▶ [What is being asked] From the entries that follow, extract each line holding the string "keyword".

══ Data for analysis

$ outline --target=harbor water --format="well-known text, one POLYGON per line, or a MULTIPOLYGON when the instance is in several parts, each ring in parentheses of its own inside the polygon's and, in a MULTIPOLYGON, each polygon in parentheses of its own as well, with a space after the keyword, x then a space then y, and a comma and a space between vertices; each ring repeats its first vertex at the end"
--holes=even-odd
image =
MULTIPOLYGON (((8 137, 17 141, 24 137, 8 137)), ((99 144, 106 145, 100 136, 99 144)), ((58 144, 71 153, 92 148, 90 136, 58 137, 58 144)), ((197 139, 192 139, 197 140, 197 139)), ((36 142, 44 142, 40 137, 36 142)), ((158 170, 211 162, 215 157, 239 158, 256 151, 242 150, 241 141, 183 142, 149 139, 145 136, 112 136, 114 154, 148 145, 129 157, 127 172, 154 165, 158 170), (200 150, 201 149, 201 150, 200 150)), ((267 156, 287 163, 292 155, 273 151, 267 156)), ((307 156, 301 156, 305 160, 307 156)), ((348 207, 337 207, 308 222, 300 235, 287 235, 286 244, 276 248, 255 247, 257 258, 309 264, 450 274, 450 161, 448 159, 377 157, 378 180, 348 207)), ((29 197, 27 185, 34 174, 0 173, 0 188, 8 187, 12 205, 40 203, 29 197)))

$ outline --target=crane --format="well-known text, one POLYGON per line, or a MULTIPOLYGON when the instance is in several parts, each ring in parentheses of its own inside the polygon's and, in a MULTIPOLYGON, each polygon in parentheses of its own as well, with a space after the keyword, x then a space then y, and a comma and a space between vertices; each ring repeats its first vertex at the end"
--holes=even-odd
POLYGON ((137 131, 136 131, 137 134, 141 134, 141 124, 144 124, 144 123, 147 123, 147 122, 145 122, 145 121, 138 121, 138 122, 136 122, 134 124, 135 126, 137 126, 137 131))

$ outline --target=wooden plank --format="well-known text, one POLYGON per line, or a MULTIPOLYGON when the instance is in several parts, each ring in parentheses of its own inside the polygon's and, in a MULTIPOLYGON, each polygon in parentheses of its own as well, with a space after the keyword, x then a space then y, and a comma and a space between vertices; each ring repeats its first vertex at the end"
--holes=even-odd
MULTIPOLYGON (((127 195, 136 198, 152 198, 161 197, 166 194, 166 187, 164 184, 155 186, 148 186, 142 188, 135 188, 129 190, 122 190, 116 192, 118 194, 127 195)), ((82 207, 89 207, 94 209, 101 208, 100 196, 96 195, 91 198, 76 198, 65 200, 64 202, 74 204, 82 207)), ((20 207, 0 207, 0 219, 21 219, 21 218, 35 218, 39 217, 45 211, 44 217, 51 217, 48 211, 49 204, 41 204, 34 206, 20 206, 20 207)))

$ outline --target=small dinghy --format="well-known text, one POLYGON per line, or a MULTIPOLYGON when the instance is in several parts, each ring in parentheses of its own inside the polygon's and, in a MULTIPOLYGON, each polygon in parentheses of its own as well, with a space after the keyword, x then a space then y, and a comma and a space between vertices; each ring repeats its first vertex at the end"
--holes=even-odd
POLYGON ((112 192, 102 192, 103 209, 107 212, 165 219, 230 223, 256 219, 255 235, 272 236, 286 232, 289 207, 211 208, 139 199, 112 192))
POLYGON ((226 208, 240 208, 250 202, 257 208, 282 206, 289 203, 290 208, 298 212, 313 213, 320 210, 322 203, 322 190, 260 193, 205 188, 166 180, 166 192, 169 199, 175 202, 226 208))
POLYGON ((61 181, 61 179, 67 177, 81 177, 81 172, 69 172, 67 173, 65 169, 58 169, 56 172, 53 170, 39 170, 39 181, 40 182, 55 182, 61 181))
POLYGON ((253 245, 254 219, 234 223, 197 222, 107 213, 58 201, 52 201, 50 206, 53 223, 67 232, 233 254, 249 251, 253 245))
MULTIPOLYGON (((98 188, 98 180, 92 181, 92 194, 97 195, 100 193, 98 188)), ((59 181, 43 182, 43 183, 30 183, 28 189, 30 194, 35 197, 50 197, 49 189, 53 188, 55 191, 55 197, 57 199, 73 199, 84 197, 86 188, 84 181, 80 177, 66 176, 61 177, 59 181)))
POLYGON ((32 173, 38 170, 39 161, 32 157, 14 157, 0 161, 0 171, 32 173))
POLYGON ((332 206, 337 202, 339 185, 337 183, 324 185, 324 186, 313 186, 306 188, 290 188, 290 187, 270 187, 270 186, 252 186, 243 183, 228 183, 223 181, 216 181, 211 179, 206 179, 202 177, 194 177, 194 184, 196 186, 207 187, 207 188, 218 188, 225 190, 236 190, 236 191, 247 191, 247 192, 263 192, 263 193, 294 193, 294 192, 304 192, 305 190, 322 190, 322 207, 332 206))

════

▶ [Solved problem]
$ outline --target=harbor water --format="well-known text, one POLYGON per line, or a MULTIPOLYGON when the instance is in several parts, each ring in parentheses of its own inside the polygon's and, in a MULTIPOLYGON, each polygon in parentheses of its own as well, with a space after the keyword, x then a space then y, and a comma and a space between vertices; each ring repeats its first vertex at the end"
$ outline --target=crane --format="well-known text, one POLYGON per line, or a MULTIPOLYGON when the instance is in several parts, each ring in parentheses of its own inside the polygon's and, in a MULTIPOLYGON, each polygon in parentheses of its own as well, with a space after the keyword, x then a space then y, and a comma and a space between vertices; each ring repeats its first vertex at the end"
$ outline --target=wooden plank --format="well-known text, one POLYGON per line, or a MULTIPOLYGON when the instance is in several parts, each ring in parentheses of its own inside the polygon's and, in a MULTIPOLYGON, each polygon in parentheses of its own as well, with a space after the keyword, x then a space then y, and a comma and a space between vertices; each ring repeats its first vertex at the end"
$ outline --target=small dinghy --format="well-known text, one POLYGON per line, or a MULTIPOLYGON when the instance is in several parts, each ring in parentheses of its own inside the polygon's and, in a MULTIPOLYGON, each polygon in parentheses of its own as well, with a space after the keyword, x then a space then y, and a comma and a space between vertices; each ring repeats its first vertex at the end"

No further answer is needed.